# Given data
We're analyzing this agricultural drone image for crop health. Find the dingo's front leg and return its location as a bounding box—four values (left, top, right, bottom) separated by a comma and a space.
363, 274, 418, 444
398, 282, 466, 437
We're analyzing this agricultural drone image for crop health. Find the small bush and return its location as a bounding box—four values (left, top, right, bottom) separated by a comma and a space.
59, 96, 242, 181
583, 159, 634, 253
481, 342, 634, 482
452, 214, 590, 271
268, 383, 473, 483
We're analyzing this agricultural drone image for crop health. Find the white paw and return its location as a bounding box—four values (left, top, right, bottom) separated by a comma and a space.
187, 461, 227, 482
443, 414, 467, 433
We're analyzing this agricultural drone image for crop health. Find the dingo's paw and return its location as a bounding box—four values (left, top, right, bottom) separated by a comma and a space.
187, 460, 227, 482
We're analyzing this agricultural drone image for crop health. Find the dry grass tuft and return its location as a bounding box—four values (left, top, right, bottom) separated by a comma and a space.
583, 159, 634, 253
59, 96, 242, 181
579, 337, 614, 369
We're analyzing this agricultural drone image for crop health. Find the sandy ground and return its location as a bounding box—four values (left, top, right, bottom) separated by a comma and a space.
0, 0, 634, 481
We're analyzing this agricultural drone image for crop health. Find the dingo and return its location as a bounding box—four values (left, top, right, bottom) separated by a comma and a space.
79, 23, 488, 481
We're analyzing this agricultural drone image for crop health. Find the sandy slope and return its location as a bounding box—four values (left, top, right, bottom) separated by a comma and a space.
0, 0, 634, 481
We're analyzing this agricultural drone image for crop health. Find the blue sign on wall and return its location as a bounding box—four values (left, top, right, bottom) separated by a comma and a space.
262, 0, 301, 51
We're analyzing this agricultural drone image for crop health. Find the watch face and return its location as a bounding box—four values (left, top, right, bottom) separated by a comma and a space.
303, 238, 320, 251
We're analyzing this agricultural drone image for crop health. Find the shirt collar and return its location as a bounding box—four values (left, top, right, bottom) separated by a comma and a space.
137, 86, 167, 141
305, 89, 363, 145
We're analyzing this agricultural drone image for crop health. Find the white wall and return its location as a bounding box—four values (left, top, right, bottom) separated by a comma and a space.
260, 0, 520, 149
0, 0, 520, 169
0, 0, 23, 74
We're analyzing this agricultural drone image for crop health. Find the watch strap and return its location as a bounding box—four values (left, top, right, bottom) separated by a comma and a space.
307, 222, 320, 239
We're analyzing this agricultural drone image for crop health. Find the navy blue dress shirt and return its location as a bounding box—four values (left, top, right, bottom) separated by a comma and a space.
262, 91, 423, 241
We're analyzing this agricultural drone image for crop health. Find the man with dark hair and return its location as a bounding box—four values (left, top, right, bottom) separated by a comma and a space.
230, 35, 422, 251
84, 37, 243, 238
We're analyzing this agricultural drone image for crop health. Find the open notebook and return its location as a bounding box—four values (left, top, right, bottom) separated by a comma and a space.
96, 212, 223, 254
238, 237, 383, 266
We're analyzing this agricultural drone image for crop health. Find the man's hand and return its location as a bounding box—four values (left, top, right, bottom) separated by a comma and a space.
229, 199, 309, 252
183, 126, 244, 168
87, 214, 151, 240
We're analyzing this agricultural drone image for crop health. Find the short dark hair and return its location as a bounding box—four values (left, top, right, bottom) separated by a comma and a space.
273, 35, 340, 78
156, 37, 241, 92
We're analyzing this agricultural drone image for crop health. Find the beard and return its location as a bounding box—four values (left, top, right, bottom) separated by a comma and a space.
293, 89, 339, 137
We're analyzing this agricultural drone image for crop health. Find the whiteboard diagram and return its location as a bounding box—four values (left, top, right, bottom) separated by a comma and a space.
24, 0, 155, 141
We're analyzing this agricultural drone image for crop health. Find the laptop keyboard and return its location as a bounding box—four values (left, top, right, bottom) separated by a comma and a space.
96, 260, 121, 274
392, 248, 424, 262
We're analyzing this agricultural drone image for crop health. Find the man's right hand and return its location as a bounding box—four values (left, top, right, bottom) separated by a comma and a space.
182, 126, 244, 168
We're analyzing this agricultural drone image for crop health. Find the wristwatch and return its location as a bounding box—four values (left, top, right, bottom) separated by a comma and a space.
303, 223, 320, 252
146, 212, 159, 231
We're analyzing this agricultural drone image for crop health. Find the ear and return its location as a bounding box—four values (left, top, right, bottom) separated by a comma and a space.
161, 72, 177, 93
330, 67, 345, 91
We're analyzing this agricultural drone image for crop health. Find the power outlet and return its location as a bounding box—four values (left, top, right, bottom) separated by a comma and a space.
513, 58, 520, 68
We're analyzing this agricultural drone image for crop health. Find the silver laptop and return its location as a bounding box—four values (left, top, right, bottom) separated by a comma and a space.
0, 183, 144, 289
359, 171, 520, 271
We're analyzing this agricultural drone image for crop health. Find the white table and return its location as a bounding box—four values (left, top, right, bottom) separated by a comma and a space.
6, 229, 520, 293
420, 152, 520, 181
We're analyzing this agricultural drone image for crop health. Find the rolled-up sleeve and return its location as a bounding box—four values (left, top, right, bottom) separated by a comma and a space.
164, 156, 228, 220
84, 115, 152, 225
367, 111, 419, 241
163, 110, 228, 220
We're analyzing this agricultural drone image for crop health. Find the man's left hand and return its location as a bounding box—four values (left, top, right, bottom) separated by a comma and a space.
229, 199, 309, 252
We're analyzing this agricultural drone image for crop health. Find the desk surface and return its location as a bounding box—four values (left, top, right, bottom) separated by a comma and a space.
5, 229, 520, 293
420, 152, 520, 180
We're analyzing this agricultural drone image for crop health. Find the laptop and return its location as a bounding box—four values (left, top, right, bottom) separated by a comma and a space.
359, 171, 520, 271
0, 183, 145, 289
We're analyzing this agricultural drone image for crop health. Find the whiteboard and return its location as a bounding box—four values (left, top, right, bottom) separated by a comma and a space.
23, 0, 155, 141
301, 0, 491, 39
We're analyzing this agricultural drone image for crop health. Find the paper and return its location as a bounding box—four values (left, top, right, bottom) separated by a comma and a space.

# Given request
Retype all of the records above without changing anything.

# Full answer
We're analyzing this agricultural drone image for crop health. Find the dingo's front leg and return its location as a bounding box—four values (left, top, right, bottom) separated by a comma and a space.
363, 274, 418, 444
398, 282, 466, 437
We're analyzing this agricultural drone image for crop health. Find the small bush and return its location as a bounding box—four values (left, top, right, bottom) separated by a comma and a space.
59, 96, 242, 181
583, 159, 634, 253
481, 342, 634, 482
452, 214, 590, 271
268, 383, 473, 483
We're analyzing this agricultural drone image for crop health. Find the white paw and return its location as a bounding box—four values (left, top, right, bottom) separated by a comma and a space.
187, 461, 227, 482
443, 414, 467, 433
We're analyzing this agricultural drone image for crop health. Find the dingo's paw and return its location as a bounding box—four values (left, top, right, bottom) separated by a comma and a space.
187, 460, 227, 482
We're analyzing this agricultural drone image for crop health. Find the dry grass tuft and return its location as a bounding box—four values (left, top, right, bottom) separated by a comma and a space.
583, 159, 634, 253
59, 96, 242, 181
579, 337, 614, 369
We're analyzing this agricultural drone image for crop health. Find the sandy ground and return its location as a bounding box—four values (left, top, right, bottom) separated by a comma and a space.
0, 0, 634, 481
We're analyzing this agricultural drone image for crop health. Find the dingo and return its location as a bounding box—four values (left, top, right, bottom) separated by a comma and a space.
79, 23, 488, 481
We're analyzing this agricultural drone image for crop health. Find the sandy slope and return its location as a bounding box—four values (left, top, right, bottom) separated by a comma and a space.
0, 0, 634, 481
We're analyzing this agricultural drone image for crop health. Find the blue sign on wall and return its location as a bounding box—four values (left, top, right, bottom) separated by a comma and a space.
262, 0, 301, 51
We're analyzing this agricultural drone image for crop health. Find the watch face and return its location as a bounding box—four values (left, top, right, bottom) separated by a comma and a space.
303, 238, 320, 251
We're analyzing this agricultural drone image for crop health. Find the shirt collar and return its location as a bounding box—four values (left, top, right, bottom) separated by a comma and a space.
137, 86, 167, 141
305, 89, 363, 145
We're analyzing this agricultural drone image for crop health. Find the white wall and return its location as a bounding box—four values (left, top, right, bottom) separated by a comma and a space.
260, 0, 520, 149
0, 0, 520, 169
0, 0, 23, 74
We're analyzing this agricultural drone image for crop health. Find the watch strap and return its location as a bounding box—four values (left, top, right, bottom) separated by a comma and a space.
307, 222, 320, 239
We're analyzing this agricultural drone image for crop health. Find the navy blue dress shirt and return its location as a bounding box—four values (left, top, right, bottom) separated by a comma and a space.
262, 91, 423, 241
We're analyzing this agricultural drone image for crop health. Find the man with dark hair and return its location as a bounding box—four values (left, top, right, bottom) separated by a comma and a space.
230, 35, 422, 251
84, 37, 243, 238
We're analyzing this agricultural drone image for crop health. Find the open notebook and return its location as a bounding box—four values (left, top, right, bottom) separated by a comma and a space.
96, 212, 223, 254
238, 237, 383, 266
We're analyzing this agricultural drone image for crop health. Find the man's hand and return its location as a bounding box—four values (left, top, right, bottom) separated by a comma and a space.
229, 199, 309, 252
183, 126, 244, 168
87, 214, 151, 240
We're analyzing this agricultural drone image for crop health. Find the short dark hair and return its location as a bounding box—four values (left, top, right, bottom) separated by a comma and a space.
273, 35, 340, 78
156, 37, 241, 92
We're analyzing this agricultural drone image for crop health. Find the beard and return its location as a bounding box—four values (left, top, right, bottom) separated by a comma and a space.
293, 89, 339, 137
We're analyzing this agricultural drone image for crop health. Find the whiteboard diagram and return its location as a bounding box—four values (left, top, right, bottom) separated by a comma and a space.
24, 0, 155, 141
We're analyzing this agricultural drone image for crop health. Find the laptop keyboard and return its location as a bounding box—four values (left, top, right, bottom) separated by a comma and a space.
96, 260, 121, 274
392, 248, 424, 262
We're analyzing this agricultural drone image for crop health. Find the man's right hand and return its location as a bounding box—four values (left, top, right, bottom) separated by a comma and a space.
182, 126, 244, 168
We're analyzing this agricultural drone image for crop health. Find the wristwatch and return its location as a bounding box—four values (left, top, right, bottom) separated by a comma and a space.
303, 223, 320, 252
146, 212, 159, 231
We're analyzing this agricultural drone image for crop health. Find the ear and return its location as a bounding box—four values (left, top, right, bottom) separated by a comma and a space.
161, 72, 177, 93
330, 67, 345, 91
We're analyzing this agricultural drone image for crop health. Find the power outlet and return its location as a bounding box—four values (left, top, right, bottom) separated by a comma and a space.
513, 58, 520, 68
We're analyzing this agricultural drone image for crop health. Find the silver laptop and return its location as a bounding box—four values (left, top, right, bottom) separated by a comma and a space.
0, 183, 144, 289
359, 171, 520, 271
We're analyzing this agricultural drone image for crop health. Find the white table and return its location as a bounding box—four values (left, top, right, bottom) separated by a comma and a space.
6, 229, 520, 293
420, 152, 520, 181
We're analyzing this agricultural drone image for crop health. Find the rolled-up sleeve and return its location as a bounding box—four values (left, top, right, bottom) separated by a comma and a space.
164, 156, 228, 220
84, 115, 152, 225
367, 111, 419, 241
163, 110, 228, 220
We're analyzing this agricultural drone image for crop health. Find the man's left hand and return its location as a bounding box—four values (left, top, right, bottom) separated by a comma and a space.
229, 199, 309, 252
We're analyzing this agricultural drone image for crop health. Find the desk surface and return its location as a bounding box—four values (left, top, right, bottom) separated by a comma and a space.
5, 229, 520, 293
420, 152, 520, 180
We're analyzing this agricultural drone image for crop health. Find the laptop and return its location as a bounding box—four values (left, top, right, bottom) separated by a comma and a space.
359, 171, 520, 271
0, 183, 145, 289
We're analyzing this agricultural drone image for crop health. Find the whiteboard and return its location as a bounding box—four values (left, top, right, bottom) separated by a comma and a space.
23, 0, 155, 141
301, 0, 491, 39
We're analyzing this agricultural drone image for crop health. Find the paper and return its location as a bounding box—four values (left, top, right, bottom) separated by a comma and a space.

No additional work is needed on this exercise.